── Supplied information ──

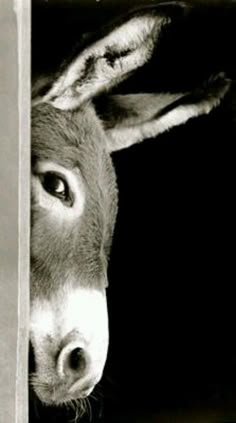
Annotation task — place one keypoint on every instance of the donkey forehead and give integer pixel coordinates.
(66, 137)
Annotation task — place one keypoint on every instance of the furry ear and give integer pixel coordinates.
(110, 58)
(130, 119)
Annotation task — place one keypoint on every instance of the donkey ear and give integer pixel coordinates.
(110, 58)
(132, 118)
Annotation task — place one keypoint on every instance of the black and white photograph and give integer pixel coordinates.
(117, 211)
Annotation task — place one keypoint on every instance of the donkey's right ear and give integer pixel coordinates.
(110, 57)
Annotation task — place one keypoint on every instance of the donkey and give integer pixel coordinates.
(74, 191)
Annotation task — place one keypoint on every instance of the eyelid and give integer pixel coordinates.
(75, 181)
(67, 202)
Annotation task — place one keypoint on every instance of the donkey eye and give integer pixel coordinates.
(56, 186)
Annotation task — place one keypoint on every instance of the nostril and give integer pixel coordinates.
(76, 359)
(72, 362)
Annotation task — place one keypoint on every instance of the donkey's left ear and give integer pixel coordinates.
(110, 57)
(131, 118)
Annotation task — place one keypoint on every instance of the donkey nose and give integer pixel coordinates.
(72, 363)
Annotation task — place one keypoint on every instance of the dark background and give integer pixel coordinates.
(172, 268)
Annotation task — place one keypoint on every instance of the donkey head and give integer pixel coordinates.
(74, 194)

───

Assigned task: From the line containing "eyelid and give integer pixel coordinates." to the final line above, output everything. Change nothing and add nothing.

Answer to this problem:
Annotation task — place one keypoint on every instance of the eyelid and give integer pixel coordinates.
(75, 181)
(67, 202)
Annotation task — place one keypoint on every instance of the donkey eye and give integer pixel coordinates.
(56, 186)
Annotation task — place one keypoint on every instance of the nostril and give integer pixel coordinates.
(76, 359)
(72, 362)
Annotation task — place one keypoint on every instance of the donkey's left ear and give integer pixel coordinates.
(110, 57)
(131, 118)
Annotation task — place one keypoint on every instance of the donkey nose and give integer pixel coordinates.
(72, 363)
Annotation task — place one keypoint on every instance of the dark background and give integer pixel coordinates.
(172, 268)
Annotation task — place one keypoint on every instance of the donkey head and give integer pixel coordinates.
(74, 194)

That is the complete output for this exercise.